DO THIS:
Write out the lines of the material below exactly, from the line with "Annotate the image above for the object class man's left" to the line with "[322,144,600,233]", including both of those lines.

MATERIAL SUPPLIED:
— begin —

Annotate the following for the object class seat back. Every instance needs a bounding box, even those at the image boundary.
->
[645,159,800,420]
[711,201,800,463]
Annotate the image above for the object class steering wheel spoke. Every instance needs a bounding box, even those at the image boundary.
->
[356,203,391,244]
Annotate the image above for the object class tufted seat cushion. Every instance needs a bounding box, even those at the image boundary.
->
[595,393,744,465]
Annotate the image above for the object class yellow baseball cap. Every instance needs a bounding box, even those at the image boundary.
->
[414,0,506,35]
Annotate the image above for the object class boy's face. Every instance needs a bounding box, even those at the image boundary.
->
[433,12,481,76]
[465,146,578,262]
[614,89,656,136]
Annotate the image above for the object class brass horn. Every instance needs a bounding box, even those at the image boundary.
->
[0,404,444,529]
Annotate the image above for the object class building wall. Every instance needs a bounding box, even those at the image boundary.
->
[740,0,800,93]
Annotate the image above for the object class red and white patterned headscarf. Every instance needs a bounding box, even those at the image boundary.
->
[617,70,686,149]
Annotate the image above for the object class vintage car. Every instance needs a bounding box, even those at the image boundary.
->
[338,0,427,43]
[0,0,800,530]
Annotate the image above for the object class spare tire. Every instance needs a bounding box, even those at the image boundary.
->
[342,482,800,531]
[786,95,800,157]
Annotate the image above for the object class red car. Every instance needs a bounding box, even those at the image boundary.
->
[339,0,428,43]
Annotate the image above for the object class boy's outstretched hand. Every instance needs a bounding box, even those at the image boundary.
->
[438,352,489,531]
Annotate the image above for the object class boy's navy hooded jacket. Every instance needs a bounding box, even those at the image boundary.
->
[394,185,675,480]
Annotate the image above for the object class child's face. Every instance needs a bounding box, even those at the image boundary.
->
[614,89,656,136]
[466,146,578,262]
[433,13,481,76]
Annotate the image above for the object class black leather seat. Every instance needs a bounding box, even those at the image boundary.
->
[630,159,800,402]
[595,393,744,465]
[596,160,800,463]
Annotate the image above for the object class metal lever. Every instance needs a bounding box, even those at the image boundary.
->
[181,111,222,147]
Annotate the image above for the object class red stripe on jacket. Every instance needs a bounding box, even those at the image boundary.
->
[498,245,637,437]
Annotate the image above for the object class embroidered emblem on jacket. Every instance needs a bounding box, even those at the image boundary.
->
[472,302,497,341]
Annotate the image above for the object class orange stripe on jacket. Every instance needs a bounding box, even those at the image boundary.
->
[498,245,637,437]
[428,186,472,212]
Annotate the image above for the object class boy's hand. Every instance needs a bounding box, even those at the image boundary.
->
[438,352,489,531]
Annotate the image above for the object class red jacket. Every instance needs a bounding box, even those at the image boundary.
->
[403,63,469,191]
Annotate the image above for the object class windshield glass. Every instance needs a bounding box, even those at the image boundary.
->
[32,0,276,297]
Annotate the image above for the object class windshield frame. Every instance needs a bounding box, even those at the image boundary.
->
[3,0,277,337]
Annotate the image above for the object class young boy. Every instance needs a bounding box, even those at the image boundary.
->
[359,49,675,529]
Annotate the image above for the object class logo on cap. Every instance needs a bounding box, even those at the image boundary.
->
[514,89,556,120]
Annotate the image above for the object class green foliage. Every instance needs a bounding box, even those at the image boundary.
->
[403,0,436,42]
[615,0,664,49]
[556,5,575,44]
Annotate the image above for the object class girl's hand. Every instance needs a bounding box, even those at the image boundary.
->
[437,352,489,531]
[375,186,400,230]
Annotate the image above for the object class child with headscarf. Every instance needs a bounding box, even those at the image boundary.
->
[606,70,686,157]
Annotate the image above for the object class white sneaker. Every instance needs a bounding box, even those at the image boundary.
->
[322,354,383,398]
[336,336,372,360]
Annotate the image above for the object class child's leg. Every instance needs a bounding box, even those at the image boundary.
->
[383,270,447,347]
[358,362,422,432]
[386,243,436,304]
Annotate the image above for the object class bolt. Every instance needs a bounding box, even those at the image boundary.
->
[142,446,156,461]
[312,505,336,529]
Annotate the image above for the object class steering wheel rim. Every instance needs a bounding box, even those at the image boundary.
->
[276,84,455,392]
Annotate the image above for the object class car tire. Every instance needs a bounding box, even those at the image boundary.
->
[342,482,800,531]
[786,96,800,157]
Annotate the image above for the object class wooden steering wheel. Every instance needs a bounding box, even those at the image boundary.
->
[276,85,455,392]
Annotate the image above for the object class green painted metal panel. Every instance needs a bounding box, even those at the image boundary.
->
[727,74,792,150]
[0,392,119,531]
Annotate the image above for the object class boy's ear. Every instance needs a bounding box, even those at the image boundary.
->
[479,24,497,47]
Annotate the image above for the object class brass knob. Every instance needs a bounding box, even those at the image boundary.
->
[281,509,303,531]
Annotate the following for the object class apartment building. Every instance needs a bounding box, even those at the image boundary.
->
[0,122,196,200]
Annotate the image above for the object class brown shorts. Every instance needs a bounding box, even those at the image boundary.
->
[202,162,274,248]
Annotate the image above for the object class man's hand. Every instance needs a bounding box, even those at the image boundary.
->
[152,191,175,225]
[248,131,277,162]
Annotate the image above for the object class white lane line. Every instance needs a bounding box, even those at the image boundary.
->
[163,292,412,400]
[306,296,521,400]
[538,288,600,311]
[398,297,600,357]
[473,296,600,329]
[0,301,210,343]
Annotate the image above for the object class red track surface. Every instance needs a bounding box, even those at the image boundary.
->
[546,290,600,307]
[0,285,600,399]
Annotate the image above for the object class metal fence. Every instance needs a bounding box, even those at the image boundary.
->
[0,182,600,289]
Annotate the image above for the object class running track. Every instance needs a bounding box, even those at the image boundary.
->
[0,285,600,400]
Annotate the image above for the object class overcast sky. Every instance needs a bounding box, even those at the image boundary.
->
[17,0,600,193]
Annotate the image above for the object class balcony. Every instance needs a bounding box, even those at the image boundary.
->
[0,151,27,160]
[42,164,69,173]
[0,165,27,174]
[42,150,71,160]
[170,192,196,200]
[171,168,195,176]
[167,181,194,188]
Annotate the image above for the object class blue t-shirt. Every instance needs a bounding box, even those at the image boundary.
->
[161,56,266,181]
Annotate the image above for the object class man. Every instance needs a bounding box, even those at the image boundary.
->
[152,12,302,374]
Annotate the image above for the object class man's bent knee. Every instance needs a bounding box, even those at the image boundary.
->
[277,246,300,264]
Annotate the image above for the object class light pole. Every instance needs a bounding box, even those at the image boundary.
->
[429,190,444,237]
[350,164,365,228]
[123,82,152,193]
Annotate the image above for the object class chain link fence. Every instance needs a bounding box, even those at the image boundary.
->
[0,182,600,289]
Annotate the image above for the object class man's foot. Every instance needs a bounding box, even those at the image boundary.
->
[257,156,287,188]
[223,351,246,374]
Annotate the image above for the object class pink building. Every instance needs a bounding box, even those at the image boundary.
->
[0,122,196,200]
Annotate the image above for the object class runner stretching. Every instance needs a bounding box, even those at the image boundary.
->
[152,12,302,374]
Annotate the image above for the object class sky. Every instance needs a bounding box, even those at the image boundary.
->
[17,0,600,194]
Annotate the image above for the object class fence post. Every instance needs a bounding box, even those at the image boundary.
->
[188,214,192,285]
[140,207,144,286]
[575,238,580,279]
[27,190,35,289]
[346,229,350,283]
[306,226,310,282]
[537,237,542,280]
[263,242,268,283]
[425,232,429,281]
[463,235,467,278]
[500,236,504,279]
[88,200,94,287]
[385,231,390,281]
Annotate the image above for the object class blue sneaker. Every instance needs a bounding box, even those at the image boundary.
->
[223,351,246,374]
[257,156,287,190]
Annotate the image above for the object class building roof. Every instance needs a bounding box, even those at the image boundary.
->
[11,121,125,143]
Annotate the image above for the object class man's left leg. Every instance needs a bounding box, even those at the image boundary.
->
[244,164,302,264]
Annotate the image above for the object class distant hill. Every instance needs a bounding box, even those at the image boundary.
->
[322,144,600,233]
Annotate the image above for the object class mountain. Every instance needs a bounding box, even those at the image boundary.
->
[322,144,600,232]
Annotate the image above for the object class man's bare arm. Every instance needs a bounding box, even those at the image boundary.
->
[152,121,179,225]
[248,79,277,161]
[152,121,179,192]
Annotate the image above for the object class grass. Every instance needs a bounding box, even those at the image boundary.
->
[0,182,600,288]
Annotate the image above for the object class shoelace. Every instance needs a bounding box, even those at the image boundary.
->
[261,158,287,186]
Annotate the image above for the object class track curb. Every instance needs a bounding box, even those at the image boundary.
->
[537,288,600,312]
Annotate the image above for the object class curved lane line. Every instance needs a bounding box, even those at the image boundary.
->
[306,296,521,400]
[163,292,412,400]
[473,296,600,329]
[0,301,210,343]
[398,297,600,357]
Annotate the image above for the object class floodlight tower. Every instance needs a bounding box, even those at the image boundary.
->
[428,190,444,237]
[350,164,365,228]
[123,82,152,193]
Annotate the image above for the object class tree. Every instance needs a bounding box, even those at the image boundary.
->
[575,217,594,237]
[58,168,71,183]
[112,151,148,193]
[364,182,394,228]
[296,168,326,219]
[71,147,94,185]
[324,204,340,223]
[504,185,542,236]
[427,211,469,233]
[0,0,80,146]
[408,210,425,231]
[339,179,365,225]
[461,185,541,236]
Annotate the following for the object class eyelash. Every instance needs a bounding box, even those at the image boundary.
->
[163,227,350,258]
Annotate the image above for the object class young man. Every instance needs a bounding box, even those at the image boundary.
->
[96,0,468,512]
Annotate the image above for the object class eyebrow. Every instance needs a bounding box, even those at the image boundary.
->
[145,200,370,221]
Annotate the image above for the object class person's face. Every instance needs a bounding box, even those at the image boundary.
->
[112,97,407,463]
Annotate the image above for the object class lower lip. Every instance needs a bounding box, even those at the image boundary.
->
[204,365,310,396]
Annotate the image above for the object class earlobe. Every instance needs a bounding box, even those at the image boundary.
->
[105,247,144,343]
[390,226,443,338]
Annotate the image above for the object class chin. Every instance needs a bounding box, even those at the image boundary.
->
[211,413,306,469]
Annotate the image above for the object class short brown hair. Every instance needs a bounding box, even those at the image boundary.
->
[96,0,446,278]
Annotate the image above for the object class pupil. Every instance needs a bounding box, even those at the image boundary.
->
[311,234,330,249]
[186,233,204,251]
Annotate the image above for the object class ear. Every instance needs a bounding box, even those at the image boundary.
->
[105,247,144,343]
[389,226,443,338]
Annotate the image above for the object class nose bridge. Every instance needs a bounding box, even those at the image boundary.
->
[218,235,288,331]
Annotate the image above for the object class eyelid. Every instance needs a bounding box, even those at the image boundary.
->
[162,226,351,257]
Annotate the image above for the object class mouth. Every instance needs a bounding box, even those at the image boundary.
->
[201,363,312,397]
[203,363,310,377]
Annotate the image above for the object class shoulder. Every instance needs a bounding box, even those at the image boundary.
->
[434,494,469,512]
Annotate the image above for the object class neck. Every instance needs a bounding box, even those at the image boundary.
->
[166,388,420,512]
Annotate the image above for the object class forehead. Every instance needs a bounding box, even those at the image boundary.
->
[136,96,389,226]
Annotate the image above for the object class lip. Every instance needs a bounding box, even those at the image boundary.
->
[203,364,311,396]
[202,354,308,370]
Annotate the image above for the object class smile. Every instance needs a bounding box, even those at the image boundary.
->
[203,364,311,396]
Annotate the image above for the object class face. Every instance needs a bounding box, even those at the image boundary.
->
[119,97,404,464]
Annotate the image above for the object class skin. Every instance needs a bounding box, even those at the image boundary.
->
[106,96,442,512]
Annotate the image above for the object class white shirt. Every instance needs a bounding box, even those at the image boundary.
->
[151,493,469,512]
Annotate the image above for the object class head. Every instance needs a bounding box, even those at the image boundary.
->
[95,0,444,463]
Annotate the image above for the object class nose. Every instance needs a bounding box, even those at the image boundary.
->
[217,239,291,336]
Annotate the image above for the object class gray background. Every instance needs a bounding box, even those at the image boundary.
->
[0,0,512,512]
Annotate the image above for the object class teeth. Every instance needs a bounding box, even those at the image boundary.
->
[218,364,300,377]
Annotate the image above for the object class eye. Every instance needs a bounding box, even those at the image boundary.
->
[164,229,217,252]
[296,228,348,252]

— end —

ANSWER TO THIS EXERCISE:
Annotate the image above for the object class man's left leg. Every instance needs a bounding box, even those at the image boundary.
->
[244,164,302,264]
Annotate the image above for the object class distant hill. Every instance needs a bounding box, even those at the image boundary.
->
[322,144,600,233]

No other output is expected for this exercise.